Most Of What We Know About Dinosaurs Was Disproven In Five Minutes

Despite being dead for millions of years, our love affair with dinosaurs, as a culture, will likely be immortal. We dress up like them to do stunts on jet skis, we obsess over fossils, but what we know in the broad sense is static. After all, what could change?

A lot, it turns out. The New York Times has a fascinating look at the work of Matthew Baron, a PhD student at the University of Cambridge. Baron has spent three years doing the scientific grunt work of scanning fossils and comparing their anatomic features. And, in the process, he started finding that much of what we’ve taken for granted about dinosaurs is completely wrong.

To this point, identifying a dinosaur comes down to hip bones. Ornithischia, or bird-hipped, dinosaurs are separated from Saurischia, or lizard-hipped, dinos. That was decided back in the 1880s and has been used ever since, albeit with some actual science done later on to justify it. But Baron’s computer analysis looked at far more anatomic features and completely reordered the family tree of dinos. The biggest change is that Velociraptors, and their brethren, get a separate branch, Therapoda, all to themselves, and that dinosaurs probably spread from Scotland instead of South America. Oh, and sidenote: All this was spat out by a computer using off the shelf software in five minutes.

______________________________

Activity A: List every person and organization named in the dinosaur article.
Activity B: Continue the article about Matthew Baron's dinosaur research from its last sentence.

Point-per-instance localization data
______________________________

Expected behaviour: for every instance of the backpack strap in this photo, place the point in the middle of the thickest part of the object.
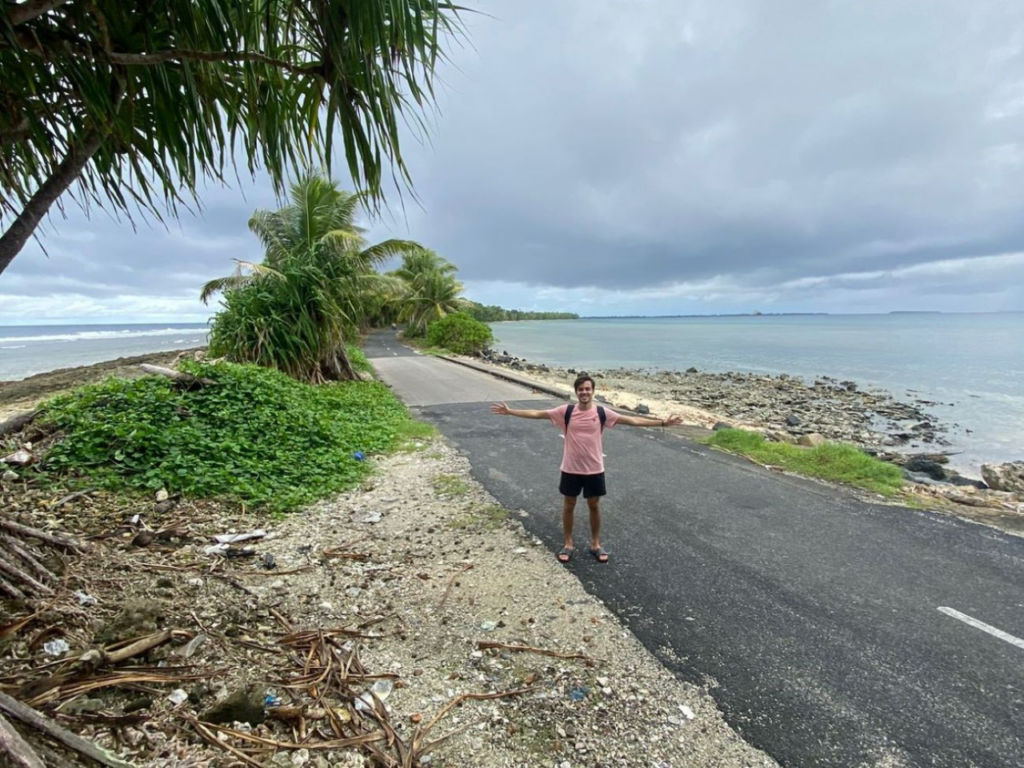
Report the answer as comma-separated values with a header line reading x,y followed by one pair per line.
x,y
603,417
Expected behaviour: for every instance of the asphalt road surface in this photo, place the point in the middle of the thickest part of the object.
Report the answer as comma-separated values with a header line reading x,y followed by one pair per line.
x,y
836,632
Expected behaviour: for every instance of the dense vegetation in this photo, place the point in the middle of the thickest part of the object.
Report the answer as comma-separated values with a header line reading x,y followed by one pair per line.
x,y
829,462
139,103
255,435
492,313
459,333
314,289
318,286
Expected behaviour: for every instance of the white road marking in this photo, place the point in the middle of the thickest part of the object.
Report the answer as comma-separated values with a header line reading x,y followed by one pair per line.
x,y
983,627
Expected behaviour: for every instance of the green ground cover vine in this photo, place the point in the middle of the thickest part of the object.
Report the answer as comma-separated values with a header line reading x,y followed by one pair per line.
x,y
833,461
255,435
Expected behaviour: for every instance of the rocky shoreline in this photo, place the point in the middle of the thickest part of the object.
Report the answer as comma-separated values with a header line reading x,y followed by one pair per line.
x,y
786,409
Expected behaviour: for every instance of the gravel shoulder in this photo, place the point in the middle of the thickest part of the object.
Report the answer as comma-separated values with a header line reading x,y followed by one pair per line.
x,y
424,565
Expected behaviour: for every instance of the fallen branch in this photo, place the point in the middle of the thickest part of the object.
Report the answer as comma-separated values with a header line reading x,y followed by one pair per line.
x,y
51,539
458,700
181,378
205,733
24,579
9,589
16,748
299,569
72,497
17,423
30,717
452,582
487,644
30,559
337,743
294,714
97,657
339,553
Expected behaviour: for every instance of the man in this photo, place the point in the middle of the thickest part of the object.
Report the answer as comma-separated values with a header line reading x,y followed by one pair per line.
x,y
583,458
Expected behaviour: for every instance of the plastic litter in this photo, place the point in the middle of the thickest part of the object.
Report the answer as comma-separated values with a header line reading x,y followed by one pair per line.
x,y
236,538
381,688
56,647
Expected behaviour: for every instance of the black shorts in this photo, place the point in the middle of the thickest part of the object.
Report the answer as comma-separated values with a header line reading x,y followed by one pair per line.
x,y
591,485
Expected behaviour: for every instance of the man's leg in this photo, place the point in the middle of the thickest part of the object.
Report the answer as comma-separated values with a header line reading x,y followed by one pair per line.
x,y
568,508
594,503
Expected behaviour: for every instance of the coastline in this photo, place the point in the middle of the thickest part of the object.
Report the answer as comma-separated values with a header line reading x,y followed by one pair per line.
x,y
24,394
420,563
842,407
782,407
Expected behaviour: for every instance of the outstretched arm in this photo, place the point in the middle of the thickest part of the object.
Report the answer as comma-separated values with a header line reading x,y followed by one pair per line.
x,y
643,421
502,410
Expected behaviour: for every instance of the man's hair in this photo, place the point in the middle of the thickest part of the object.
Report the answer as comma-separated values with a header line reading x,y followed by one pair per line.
x,y
581,380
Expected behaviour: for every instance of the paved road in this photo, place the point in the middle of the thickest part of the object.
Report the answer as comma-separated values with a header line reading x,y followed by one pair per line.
x,y
817,615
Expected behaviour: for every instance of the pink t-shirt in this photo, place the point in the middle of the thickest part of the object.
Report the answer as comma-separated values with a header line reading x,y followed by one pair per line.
x,y
583,455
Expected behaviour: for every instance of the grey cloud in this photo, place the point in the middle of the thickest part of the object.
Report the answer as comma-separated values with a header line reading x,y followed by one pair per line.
x,y
672,140
628,145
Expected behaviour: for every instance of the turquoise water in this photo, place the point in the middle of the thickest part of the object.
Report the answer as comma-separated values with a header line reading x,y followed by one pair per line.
x,y
35,349
973,364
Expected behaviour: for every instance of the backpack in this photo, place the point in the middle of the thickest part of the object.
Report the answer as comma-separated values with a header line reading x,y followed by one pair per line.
x,y
600,415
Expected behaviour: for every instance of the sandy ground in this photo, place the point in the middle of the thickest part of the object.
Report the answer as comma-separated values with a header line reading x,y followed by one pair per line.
x,y
433,565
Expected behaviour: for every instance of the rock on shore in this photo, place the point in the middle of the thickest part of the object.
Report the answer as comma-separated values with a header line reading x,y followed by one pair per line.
x,y
785,407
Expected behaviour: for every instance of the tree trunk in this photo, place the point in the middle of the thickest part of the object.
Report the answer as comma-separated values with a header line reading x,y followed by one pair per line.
x,y
338,368
23,227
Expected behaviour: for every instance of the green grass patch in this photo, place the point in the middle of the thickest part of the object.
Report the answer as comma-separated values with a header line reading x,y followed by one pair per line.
x,y
450,485
255,436
358,359
833,461
491,516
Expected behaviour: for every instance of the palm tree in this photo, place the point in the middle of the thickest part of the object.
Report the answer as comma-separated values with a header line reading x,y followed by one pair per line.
x,y
317,280
430,296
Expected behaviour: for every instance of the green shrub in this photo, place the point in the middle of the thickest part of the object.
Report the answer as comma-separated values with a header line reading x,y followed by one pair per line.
x,y
830,462
459,333
358,359
255,435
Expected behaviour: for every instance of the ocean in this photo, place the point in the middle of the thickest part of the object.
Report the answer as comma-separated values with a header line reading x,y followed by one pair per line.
x,y
972,364
26,350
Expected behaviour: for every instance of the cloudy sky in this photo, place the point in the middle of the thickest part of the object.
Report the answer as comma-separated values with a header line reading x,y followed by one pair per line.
x,y
662,157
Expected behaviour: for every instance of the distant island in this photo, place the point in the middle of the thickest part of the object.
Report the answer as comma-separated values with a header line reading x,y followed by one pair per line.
x,y
492,313
722,314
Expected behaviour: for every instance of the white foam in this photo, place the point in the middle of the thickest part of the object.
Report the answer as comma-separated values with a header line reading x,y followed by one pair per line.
x,y
94,335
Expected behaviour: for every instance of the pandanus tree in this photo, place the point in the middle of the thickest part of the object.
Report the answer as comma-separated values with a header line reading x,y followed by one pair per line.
x,y
297,308
133,105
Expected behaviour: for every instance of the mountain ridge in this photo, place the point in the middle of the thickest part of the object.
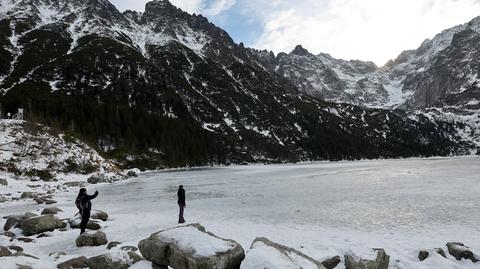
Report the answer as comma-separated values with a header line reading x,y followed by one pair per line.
x,y
166,88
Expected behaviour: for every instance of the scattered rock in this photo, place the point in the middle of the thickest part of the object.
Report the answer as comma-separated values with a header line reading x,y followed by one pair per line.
x,y
132,173
91,225
460,251
26,239
423,255
51,210
4,251
98,214
39,200
15,220
57,255
80,262
114,260
381,262
43,235
16,248
50,201
129,248
184,247
27,195
21,254
440,252
97,179
74,184
332,262
41,224
9,234
113,244
264,253
89,238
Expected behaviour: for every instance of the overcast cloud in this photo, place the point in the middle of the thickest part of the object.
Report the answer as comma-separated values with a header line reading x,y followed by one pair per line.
x,y
376,30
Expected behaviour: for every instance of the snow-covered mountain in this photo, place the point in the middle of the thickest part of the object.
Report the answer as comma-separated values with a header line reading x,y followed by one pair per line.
x,y
164,87
443,68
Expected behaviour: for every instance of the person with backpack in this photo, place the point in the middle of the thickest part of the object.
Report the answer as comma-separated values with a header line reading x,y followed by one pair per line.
x,y
181,203
84,205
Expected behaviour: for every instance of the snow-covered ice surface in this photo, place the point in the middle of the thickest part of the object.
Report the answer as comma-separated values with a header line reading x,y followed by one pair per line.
x,y
321,209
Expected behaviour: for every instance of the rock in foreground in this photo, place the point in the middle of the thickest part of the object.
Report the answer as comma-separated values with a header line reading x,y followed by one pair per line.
x,y
460,251
114,260
41,224
266,254
381,262
191,247
90,239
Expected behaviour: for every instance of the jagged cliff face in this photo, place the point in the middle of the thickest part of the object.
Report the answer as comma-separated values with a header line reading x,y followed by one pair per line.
x,y
440,70
171,88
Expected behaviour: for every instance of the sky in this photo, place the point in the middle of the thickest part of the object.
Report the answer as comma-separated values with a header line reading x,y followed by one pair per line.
x,y
373,30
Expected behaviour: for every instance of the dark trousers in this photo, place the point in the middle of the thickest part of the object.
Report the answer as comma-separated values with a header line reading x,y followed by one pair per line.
x,y
180,215
85,219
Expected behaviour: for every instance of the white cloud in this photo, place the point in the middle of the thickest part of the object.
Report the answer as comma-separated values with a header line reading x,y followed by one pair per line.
x,y
375,30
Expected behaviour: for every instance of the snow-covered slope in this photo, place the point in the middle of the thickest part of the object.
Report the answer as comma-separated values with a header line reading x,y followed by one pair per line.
x,y
35,151
167,88
417,79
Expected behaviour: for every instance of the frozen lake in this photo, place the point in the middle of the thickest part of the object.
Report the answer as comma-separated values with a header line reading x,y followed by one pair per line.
x,y
324,209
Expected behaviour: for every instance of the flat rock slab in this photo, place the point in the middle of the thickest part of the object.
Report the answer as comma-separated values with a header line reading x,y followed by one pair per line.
x,y
266,254
51,210
381,262
98,214
460,251
90,239
191,247
80,262
41,224
114,260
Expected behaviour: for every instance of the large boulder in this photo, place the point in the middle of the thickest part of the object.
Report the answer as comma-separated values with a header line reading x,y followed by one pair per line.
x,y
15,220
114,260
332,262
460,251
266,254
97,179
27,195
4,251
91,225
424,254
41,224
191,247
90,239
381,262
98,214
80,262
51,211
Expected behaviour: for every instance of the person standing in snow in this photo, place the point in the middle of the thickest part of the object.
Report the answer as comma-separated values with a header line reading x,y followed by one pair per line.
x,y
181,203
84,206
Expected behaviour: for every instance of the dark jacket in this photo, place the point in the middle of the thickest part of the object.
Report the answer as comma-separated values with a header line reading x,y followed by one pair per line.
x,y
181,196
86,204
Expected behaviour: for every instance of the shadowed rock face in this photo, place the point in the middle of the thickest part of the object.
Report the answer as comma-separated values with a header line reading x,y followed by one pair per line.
x,y
166,250
166,88
266,254
381,262
91,238
40,224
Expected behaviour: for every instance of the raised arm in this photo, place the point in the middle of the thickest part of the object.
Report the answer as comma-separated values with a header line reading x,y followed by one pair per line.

______________________________

Reply A: The New York Times, Matthew Baron, University of Cambridge

Reply B:
Just as interesting, though, is that apparently most of the dinosaurs we know and love sprang from one common ancestor, which was basically us, but dinosaurish:

Based on his tree, Mr. Baron believes that the original dinosaurs were small, two-footed animals with large grasping hands, as others have said before, but also omnivorous. Early dinosaurs had both knifelike teeth for eating meat and flatter teeth for chewing plants.

That raises a bunch of intriguing questions, if we can find the fossils to back it up. Why didn’t dinosaurs evolve like humans? Just as importantly, why didn’t humans evolve like dinosaurs?

Needless to say, this will probably be the source of endless scientific arguments, and even Baron is careful to make clear that this tree is based on statistics and observation. It’ll need a lot of field work to prove true, and it may not hold up. But even critics agree that Baron’s done his homework, and that everything we know about dinosaurs may be about to change.